Given task:
Give the data below again exactly as written, without its pictures.
━━━━━ Supplied records
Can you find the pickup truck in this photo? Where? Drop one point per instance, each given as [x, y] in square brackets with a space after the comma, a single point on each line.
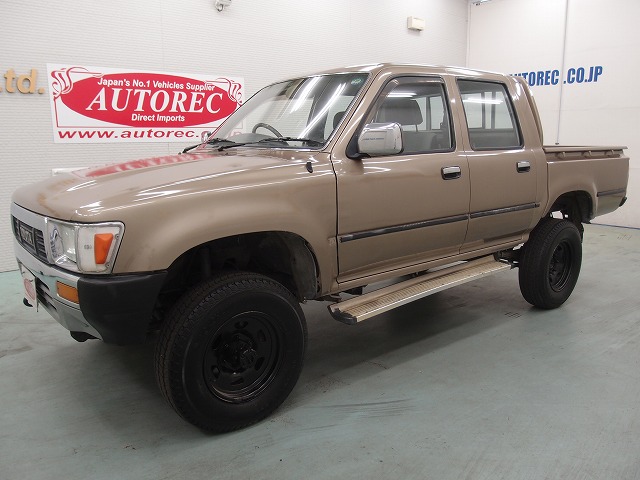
[404, 179]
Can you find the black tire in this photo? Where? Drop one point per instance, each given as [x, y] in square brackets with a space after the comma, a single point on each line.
[231, 351]
[550, 263]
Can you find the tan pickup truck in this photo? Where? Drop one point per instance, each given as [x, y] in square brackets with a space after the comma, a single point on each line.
[315, 188]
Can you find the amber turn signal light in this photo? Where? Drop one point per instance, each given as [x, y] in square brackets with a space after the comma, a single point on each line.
[101, 246]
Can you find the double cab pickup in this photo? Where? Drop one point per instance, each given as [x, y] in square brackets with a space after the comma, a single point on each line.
[413, 177]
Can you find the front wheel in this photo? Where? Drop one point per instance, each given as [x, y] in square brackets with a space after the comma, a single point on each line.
[550, 263]
[231, 351]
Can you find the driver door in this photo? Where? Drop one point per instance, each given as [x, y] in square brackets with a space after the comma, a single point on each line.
[399, 210]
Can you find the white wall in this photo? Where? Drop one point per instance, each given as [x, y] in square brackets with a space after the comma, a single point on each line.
[516, 36]
[262, 41]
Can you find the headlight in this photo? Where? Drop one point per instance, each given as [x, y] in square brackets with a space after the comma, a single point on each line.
[85, 248]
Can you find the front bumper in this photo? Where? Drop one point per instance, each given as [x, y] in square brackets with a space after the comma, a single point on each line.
[114, 308]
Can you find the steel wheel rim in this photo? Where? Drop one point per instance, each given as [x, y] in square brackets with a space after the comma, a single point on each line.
[242, 357]
[560, 266]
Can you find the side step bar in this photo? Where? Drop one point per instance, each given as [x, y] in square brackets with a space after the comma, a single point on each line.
[370, 304]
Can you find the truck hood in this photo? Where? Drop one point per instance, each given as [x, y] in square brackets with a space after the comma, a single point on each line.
[96, 194]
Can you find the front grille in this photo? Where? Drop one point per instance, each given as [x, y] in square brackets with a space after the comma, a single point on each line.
[30, 238]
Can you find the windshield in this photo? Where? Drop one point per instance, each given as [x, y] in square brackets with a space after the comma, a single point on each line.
[301, 112]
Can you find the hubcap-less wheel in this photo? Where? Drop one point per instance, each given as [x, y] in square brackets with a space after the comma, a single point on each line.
[230, 351]
[560, 266]
[550, 263]
[242, 358]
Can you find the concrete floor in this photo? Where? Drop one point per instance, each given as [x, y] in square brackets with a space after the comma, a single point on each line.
[471, 383]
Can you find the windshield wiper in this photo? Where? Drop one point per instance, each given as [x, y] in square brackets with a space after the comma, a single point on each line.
[212, 141]
[308, 141]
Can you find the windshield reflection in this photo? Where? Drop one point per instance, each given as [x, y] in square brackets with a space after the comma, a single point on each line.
[301, 112]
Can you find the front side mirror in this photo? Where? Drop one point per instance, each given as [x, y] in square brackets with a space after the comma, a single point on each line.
[380, 139]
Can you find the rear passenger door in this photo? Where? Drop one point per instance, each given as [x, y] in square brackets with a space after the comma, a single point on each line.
[502, 171]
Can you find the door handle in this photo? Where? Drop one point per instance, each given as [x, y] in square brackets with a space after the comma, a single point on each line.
[451, 173]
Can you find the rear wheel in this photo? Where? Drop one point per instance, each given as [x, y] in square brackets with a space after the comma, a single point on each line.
[550, 263]
[231, 351]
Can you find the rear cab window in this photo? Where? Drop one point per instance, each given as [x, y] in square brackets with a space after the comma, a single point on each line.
[490, 116]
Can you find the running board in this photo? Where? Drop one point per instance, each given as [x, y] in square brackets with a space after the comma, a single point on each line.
[370, 304]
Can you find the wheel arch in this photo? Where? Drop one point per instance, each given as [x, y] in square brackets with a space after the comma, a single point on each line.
[576, 206]
[283, 256]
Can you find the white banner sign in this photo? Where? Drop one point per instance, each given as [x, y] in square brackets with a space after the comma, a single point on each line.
[100, 105]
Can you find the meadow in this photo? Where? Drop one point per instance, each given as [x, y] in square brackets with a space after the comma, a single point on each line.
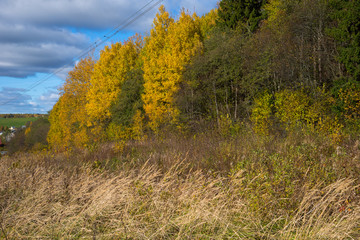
[203, 186]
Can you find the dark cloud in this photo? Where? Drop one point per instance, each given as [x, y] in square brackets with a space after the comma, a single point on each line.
[16, 100]
[41, 36]
[89, 14]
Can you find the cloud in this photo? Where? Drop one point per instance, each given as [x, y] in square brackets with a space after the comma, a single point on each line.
[41, 36]
[16, 100]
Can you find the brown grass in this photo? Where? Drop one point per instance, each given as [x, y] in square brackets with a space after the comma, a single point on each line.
[177, 189]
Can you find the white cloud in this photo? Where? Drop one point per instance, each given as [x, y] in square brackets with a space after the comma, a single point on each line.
[41, 36]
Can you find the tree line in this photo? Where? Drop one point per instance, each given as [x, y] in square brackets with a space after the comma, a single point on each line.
[279, 64]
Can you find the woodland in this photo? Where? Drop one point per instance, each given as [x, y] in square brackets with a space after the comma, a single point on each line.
[243, 123]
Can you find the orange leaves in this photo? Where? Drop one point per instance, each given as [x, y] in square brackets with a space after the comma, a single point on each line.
[168, 49]
[109, 73]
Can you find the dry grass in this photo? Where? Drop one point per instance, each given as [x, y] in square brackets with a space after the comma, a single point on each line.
[168, 190]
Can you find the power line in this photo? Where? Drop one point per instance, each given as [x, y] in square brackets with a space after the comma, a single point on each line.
[141, 12]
━━━━━━━━━━
Solution for this problem:
Can you find the pickup truck in this photo? Where? Drop one point per instance, each given as [x, y] in square brackets with a space after the comma, a single point on each line.
[404, 179]
Can you find the black tire in this photo? Where? Drop one point per instance, each given as [x, y] in square brackets with a space after the comma, a single point on each line.
[231, 351]
[550, 263]
Can you find the tan pickup truck in this photo? Where? Drop one point per instance, each given as [x, y] in square brackets with a space after the comma, a single point on each line.
[315, 188]
Can you find the amber turn signal light in this photo? Where? Drop one point per instance, each given as [x, y] in square brackets with a space after the comma, a single point on each line.
[101, 246]
Can you find the double cab pickup in this photo? Where? Drop one point per instance, each given as [x, y] in square brackets with a space after the comma, a single point on each line.
[413, 177]
Can you find the front wheel in this photo? Where? Drop one point per instance, each given as [x, y] in square brackets with a space after the comma, a single point on each line.
[550, 263]
[231, 351]
Can you find the driver door in this photo? Where? Drop one point per instance, each given as [x, y] in square brackets with a space after the comma, a single point on each line.
[399, 210]
Can you find the white wall in this photo? Where? Drop one point per instance, each given as [x, y] in square brackets with a space after the comma, a single point on each line.
[516, 36]
[262, 41]
Can you find the headlight in this photo? Where? Drop one point per instance, each given as [x, y] in square brackets with a space after the comma, a single point on each line.
[85, 248]
Can you find the front bumper in this photo? Where? Drop one point per instance, each given as [x, y] in square brackets with a space after the comma, a single point on each line.
[114, 308]
Can you find the steel wheel rim in this photo? Where? Drop one point per instance, each given as [x, y] in square brackets with a space after the comma, a single point on each line.
[242, 357]
[560, 266]
Can you find the side step bar in this photo? Where? Drop one point per instance, each given as [x, y] in square brackets with a space after the comma, a single point on each line.
[370, 304]
Can you find the truck hood in this photo? Where? Drop one point per instance, each given as [x, y] in square brackets with a space after the comma, a single point on each line.
[96, 194]
Can you find the front grille in this photo? Where? Drop one point per instance, each given as [x, y] in square brackets with a space after the comma, a single point on each line.
[30, 238]
Can you find the windshield in this photo? Where? Drop one point per instance, each given as [x, y] in square brackets with a space after the comma, a single point on each line.
[301, 112]
Can you find the hubcap-less wheel in this photo? Where? Drop one point per instance, each given as [x, y] in square brackets with a space after the comma, a single point on each line.
[230, 351]
[560, 266]
[550, 263]
[242, 358]
Can you find the concrete floor in this photo? Where? Drop one point per instance, each given as [x, y] in square brackets with a space after the comma, a single point on each line.
[471, 383]
Can you find the windshield wiper in this photo? Where? Drop one point per instance, each given as [x, y] in square brackets with a space after the comma, a single point on each line.
[212, 141]
[308, 141]
Can you find the windshield reflection in this photo? Where? Drop one point per instance, each given as [x, y] in square brackets with a space after the comma, a single point on each line.
[301, 112]
Can you find the front side mirror in this photo? Where? Drop one point per instance, each given as [x, y] in square brackets with a space after the comma, a single point on each line.
[380, 139]
Can you find the rear passenger door in this photo? Where? Drop one point per instance, each given as [x, y] in square brackets with a space after the comma, a single point on each line.
[502, 171]
Can you find the door handle in this photo? Where? Drop one point per instance, each given as [x, y] in square brackets with a space after the comma, a single point on each line.
[451, 173]
Can you find the rear wheel in this photo? Where? Drop one point per instance, each given as [x, y] in square brackets with a space after the comma, a single point on each line.
[550, 263]
[231, 351]
Can you find the rear cab window in this photo? Where? Drop one point per instance, each given as [x, y] in square brackets with a space after the comma, a single point on each line.
[490, 116]
Can you find the running board in this photo? Where? Drop one point per instance, each given as [x, y] in square brackets with a space after the comma, a single point on each line.
[370, 304]
Can you find the wheel arch in this photo? Where? Drop one point per instance, each given as [x, y] in square brackets with a space after the comma, a single point on each line.
[576, 206]
[283, 256]
Can you find the white banner sign in this photo? Where? Drop one point per instance, each given as [x, y] in square brackets with a space after the comma, a single point on each line.
[100, 105]
Can you find the meadow in this photo? Where? Drop one point per instance, each given as [x, y] in square brackets with a space after the comma, a single point on each line.
[203, 186]
Can you find the dark cloud in this photo? Where? Drop one point per instance, each given as [x, y] in square brackets with a space after the comma, a single point on each line.
[16, 100]
[41, 36]
[89, 14]
Can you find the cloud in this photo? Where? Drop one point per instance, each given as [x, y] in square brackets with a space after the comma, a single point on each line.
[41, 36]
[16, 100]
Can you find the brown grass in this photo? Where? Drop one point per instance, each given as [x, y] in square brackets with a space after the comma, a single point on each line.
[177, 189]
Can you find the white cloud in this photo? Where? Drop one point per instance, each given as [x, y] in square brackets with a space after the comma, a single point on each line.
[41, 36]
Can you find the tree line in this photo? Where? Drop one point per instance, each given as [x, y] in square brackets with a space after the comma, a single point on each line.
[279, 64]
Can you find the woodland in this photo? Where? Drop one point per instance, each given as [x, y] in square brackets with a space after the comma, a single point on each line.
[243, 123]
Can you find the orange leaves in this photo? Where? Drop one point per instance, each given as [x, y] in square brackets with a space after the comma, a single point on each line.
[168, 49]
[109, 73]
Can you find the dry grass in this photo? Where? Drop one point per instance, each given as [x, y] in square brackets with a space after the comma, a single point on each line.
[168, 190]
Can you find the power line in this photo? Where? Drop one point per instance, each given as [x, y] in square brackets with a space after the comma, a single point on each line.
[141, 12]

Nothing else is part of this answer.